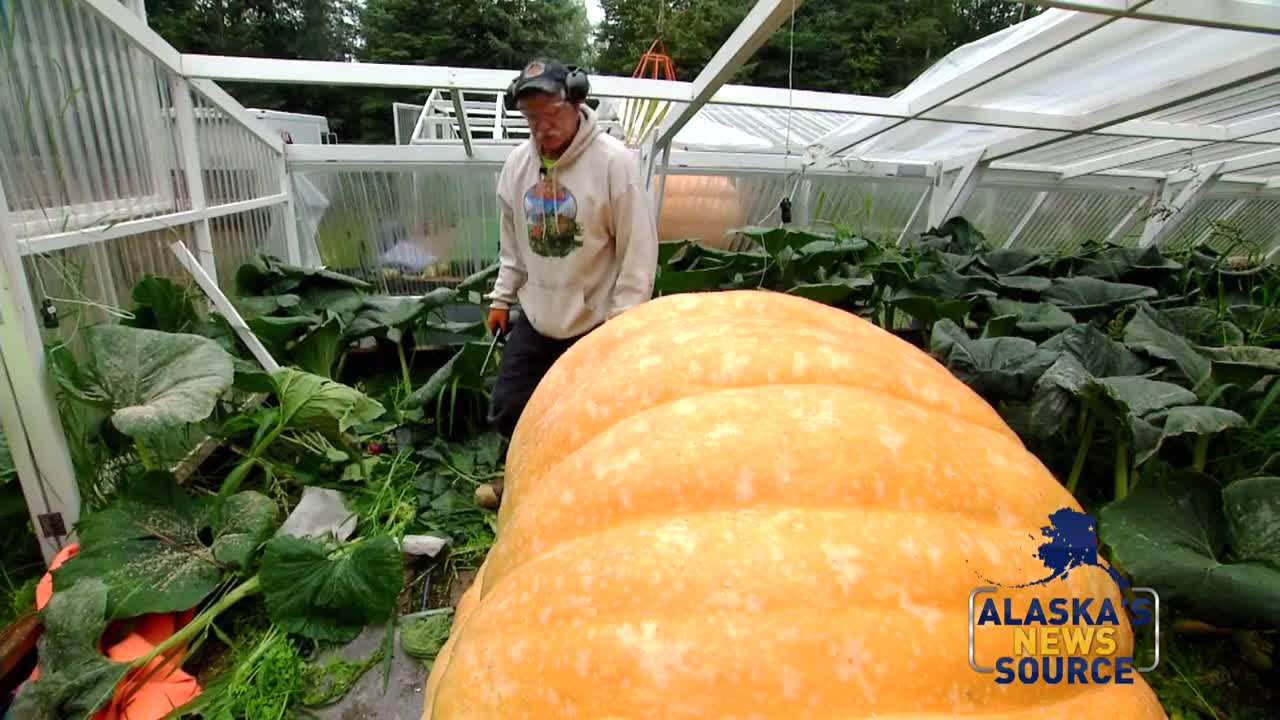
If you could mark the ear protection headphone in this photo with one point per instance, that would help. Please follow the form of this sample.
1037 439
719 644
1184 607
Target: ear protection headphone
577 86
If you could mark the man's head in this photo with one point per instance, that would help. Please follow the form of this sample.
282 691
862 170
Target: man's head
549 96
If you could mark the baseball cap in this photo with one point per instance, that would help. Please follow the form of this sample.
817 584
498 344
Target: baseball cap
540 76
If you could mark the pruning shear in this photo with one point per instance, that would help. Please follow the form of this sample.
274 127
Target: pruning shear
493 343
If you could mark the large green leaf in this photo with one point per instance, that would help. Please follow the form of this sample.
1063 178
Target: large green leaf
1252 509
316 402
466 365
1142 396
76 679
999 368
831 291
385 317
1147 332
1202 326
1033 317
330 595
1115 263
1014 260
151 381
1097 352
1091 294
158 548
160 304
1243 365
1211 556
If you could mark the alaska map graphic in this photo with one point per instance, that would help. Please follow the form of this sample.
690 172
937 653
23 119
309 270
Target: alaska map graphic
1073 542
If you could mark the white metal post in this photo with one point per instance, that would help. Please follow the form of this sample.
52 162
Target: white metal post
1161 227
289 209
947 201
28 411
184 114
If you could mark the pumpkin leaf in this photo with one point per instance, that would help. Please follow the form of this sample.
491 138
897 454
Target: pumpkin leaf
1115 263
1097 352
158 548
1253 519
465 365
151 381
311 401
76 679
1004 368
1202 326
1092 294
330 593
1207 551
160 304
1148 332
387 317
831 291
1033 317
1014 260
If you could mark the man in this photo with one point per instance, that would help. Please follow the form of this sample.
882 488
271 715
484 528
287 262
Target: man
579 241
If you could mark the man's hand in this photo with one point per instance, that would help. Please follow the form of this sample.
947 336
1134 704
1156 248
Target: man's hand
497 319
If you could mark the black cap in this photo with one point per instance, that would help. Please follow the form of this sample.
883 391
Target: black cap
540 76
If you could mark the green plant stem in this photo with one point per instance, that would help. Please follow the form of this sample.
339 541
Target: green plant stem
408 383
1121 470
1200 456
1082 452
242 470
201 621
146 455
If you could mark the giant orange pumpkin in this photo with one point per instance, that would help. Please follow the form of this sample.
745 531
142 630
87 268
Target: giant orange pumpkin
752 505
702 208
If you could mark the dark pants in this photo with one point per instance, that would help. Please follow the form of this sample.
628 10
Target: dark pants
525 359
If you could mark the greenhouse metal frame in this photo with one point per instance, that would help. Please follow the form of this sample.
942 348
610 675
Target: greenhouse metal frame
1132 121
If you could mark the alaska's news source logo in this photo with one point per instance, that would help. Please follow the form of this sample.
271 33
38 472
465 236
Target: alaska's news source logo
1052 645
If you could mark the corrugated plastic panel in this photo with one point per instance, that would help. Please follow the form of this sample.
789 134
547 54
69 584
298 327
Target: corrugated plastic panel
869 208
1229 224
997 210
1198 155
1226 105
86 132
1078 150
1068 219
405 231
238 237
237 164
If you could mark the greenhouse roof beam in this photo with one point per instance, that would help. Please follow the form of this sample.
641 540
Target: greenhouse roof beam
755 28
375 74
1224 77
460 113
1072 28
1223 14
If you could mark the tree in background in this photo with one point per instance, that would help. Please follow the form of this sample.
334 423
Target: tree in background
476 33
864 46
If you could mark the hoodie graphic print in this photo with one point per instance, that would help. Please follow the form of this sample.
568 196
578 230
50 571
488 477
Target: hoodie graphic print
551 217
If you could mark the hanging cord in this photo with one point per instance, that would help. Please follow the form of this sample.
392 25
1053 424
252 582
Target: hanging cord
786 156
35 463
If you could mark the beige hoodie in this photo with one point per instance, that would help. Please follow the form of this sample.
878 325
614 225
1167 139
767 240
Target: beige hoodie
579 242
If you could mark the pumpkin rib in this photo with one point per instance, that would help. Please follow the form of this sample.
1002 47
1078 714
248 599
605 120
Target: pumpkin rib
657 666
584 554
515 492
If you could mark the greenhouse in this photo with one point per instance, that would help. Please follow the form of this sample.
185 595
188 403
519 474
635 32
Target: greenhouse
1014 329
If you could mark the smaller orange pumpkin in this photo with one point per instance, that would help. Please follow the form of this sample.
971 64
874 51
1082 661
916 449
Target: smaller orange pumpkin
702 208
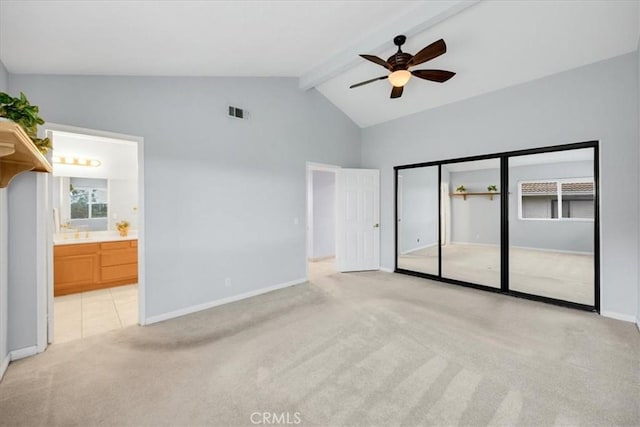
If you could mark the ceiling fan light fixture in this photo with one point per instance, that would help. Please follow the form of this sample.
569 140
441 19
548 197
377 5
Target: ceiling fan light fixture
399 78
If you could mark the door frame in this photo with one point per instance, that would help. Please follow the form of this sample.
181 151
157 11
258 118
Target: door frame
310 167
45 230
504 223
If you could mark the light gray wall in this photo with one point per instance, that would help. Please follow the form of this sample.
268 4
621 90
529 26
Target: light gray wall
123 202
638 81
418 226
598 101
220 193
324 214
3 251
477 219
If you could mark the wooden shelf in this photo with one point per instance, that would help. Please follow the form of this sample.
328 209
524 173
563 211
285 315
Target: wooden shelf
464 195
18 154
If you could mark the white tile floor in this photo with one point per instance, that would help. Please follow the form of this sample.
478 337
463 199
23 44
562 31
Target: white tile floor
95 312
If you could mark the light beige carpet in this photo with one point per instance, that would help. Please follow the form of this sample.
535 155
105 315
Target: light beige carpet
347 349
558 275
────────────────────────────────────────
● **Problem details**
From the first line to the last, repeat the records exactly and skip the pictures.

● **Written response**
If you could mark the ear protection headphone in this photo with one point per instance, that would help. Please follow the form of this sample.
1037 439
719 644
1184 607
Target: ear protection headphone
577 86
If you could mark the man's head in this photo with one point per instance, that would help. Please follow the form of this sample.
282 691
862 170
Target: man's head
549 96
If you could mark the baseball cap in this photo with one point per instance, that would help. Please follow the form of this sample.
817 584
498 344
Target: baseball cap
540 76
If you could mark the pruning shear in this photo with one point per instance, that would help. Please follow the form of this sample.
274 127
Target: pruning shear
493 343
If you could mark the large green leaf in this photo with one point per instance, that would help. Please follow the form of this sample.
1063 178
Target: large green leaf
1252 509
316 402
466 365
1142 396
76 679
999 368
831 291
385 317
1147 332
1202 326
1033 317
330 595
1115 263
1014 260
151 381
1097 352
1091 294
158 548
160 304
1243 365
1211 556
If you could mark the alaska map graphic in this photo with one point per instance, that would help. Please follow the form of this sample.
690 172
937 653
23 119
309 270
Target: alaska map graphic
1073 542
If you could mark the white metal post in this photo with one point per instance, that would help. Please follow the form of this sample.
52 162
Target: white metal post
1161 227
289 209
947 201
28 411
184 114
If you could mark the pumpkin leaf in this photo with one point per instance, that would help. Please follow the form of this sample.
491 138
897 454
Target: pumpkin leaf
1115 263
1097 352
158 548
1253 519
465 365
151 381
311 401
76 679
1004 368
1202 326
1092 294
330 593
1207 551
160 304
1148 332
387 317
831 291
1033 317
1014 260
If you could mark the man in this photo with one point per instance, that would help. Please follow the form of this sample.
882 488
271 715
484 528
287 262
Target: man
579 241
If you could mark the man's hand in this photo with one point per instance, that would help. Please follow the form of this sample.
947 336
1134 704
1156 248
Target: man's hand
497 319
If you could mark the black cap in this photo with one point per instance, that would help. Please follow the form of this sample.
883 391
Target: black cap
540 76
If you could mark the green plant stem in this photo with one point per instance, that would help. Please follow the form of this sample.
339 541
Target: green plant stem
408 383
1121 470
1200 456
1082 452
242 470
201 621
146 455
If you could mark the giant orange pumpkin in this photo with one point per instance, that would help. Please follow the form of this sample.
745 531
142 630
87 268
Target: giant orange pumpkin
752 505
702 208
If you could mark the dark pants in this photo with one point per instance, that would help. Please follow the form of this sample.
628 10
Target: dark pants
525 359
If you could mark the greenhouse metal frame in this photo with one point per instance, that would help. Please follow the form of this sample.
942 348
610 675
Target: greenhouse metal frame
1132 121
If you could mark the alaska's news source logo in this photo with one point per instance, that would help. Please follow the form of this sample.
271 33
38 472
465 236
Target: alaska's news source logo
1052 645
If you could mark the corrugated plastic panel in this photo with one point per instance, that would help. Please follow the form of this sample.
789 134
547 54
69 584
298 327
Target: corrugated plastic panel
869 208
1229 224
997 210
1198 155
1226 105
86 132
1078 150
1068 219
405 231
238 237
237 164
If you could mark the greenhouse roof beam in this photo with one point per instance, that would help. Please follow the form of this sample.
641 540
Target: greenhouse roof beam
755 28
375 74
1224 77
460 113
1072 28
1223 14
If you could mark the tree in background in this photo with one point per instance, that would help. Please follow the form of this sample.
334 423
Target: tree in background
476 33
864 46
If you could mark the hoodie graphic print in this photo with one point per instance, that would help. Please follow the form of this sample.
568 196
578 230
50 571
488 477
Target: hoodie graphic print
551 217
If you could mark the hanging cord in this photo with one point per instance, that would help. Please follow the form of this sample.
392 25
1053 424
252 582
Target: hanging cord
786 156
35 463
If you could mark the beige hoodie in this photo with one point per instance, that would help. Please follow the form of this sample.
878 325
614 225
1167 139
767 240
Target: beige hoodie
579 242
If you could mark the pumpkin rib in this photo with one point per instance, that would help. Please follow the form of this sample.
1002 47
1078 714
248 599
605 120
Target: pumpkin rib
657 666
584 554
515 492
If you could mark the greenhouse in this photo with one point per instance, that would help. Please follow the form of this sample.
185 595
188 403
519 474
635 32
Target: greenhouse
1014 329
If you could mark the smaller orange pumpkin in this photo with one point per instance, that would help. Please follow the form of this sample.
971 64
874 51
1082 661
916 449
Target: smaller orange pumpkin
702 208
If you could mark the ceiling fan light fixture in this photo with one point per instance, that would help. Please follow the form of this sample.
569 140
441 19
548 197
377 5
Target: ceiling fan light fixture
399 78
If you could mark the door frame in this photo with one point per instance, that would help. Please follow the form of this sample.
181 151
157 11
258 118
Target: door frame
310 167
45 230
504 223
If you could mark the light gray wall in this photo with one point per instance, that would help. Please follow the form of this sample.
268 4
621 90
529 26
Target: light gray wall
123 202
638 81
418 226
598 101
220 193
324 214
3 251
477 219
If you could mark the wooden shelf in this photo with one point per instance, that would help. Please follow the form of this sample.
328 209
524 173
563 211
285 315
Target: wooden shelf
464 195
18 154
If you could mark the white tile floor in this photo with one point per instance, that would help. Please follow the form of this sample.
478 337
463 199
23 44
562 31
Target: white tile floor
95 312
If you could mark the light beige carpet in this photo with one point per instance, that would help. Please follow the form of this sample.
535 155
105 315
Target: light beige carpet
347 349
558 275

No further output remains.